## TASK INSTRUCTIONS
Reproduce the records that follow in full, excluding any picture they contain.
START MATERIAL FOR THIS EXERCISE
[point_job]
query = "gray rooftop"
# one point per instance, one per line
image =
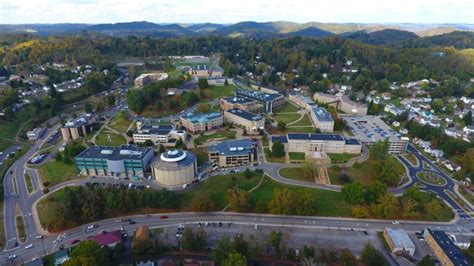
(124, 152)
(233, 147)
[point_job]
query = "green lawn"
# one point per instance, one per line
(287, 118)
(328, 203)
(303, 122)
(56, 172)
(120, 122)
(289, 108)
(297, 155)
(227, 134)
(296, 173)
(20, 226)
(215, 92)
(272, 159)
(107, 138)
(217, 187)
(341, 157)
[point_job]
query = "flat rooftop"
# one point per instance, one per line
(245, 115)
(322, 114)
(233, 147)
(369, 129)
(258, 95)
(128, 152)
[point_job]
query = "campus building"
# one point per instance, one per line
(252, 123)
(233, 153)
(399, 242)
(147, 78)
(174, 168)
(196, 123)
(165, 135)
(242, 103)
(313, 142)
(370, 129)
(121, 161)
(444, 248)
(321, 119)
(341, 102)
(271, 101)
(77, 128)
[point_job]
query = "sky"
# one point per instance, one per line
(225, 11)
END MATERIAL FOR THIS EXERCISE
## RESPONSE FOR THIS EXERCISE
[point_job]
query = "gray rooftop"
# one point per instance, one per line
image =
(124, 152)
(233, 147)
[point_job]
query = "green lawn"
# one point per instance, one per line
(287, 118)
(328, 203)
(303, 122)
(56, 172)
(120, 122)
(289, 108)
(297, 155)
(227, 134)
(296, 173)
(20, 226)
(215, 92)
(272, 159)
(107, 138)
(217, 187)
(341, 157)
[point_job]
query = "flat rooftop"
# one point per instance, one per line
(245, 115)
(322, 114)
(233, 147)
(369, 129)
(258, 95)
(128, 152)
[point_job]
query = "campus building"
# one point per instance, one per line
(252, 123)
(233, 153)
(399, 242)
(147, 78)
(174, 168)
(196, 123)
(165, 135)
(242, 103)
(313, 142)
(370, 129)
(121, 161)
(444, 248)
(321, 119)
(341, 102)
(271, 101)
(77, 128)
[point_job]
query = "sky"
# one point per instance, one per line
(225, 11)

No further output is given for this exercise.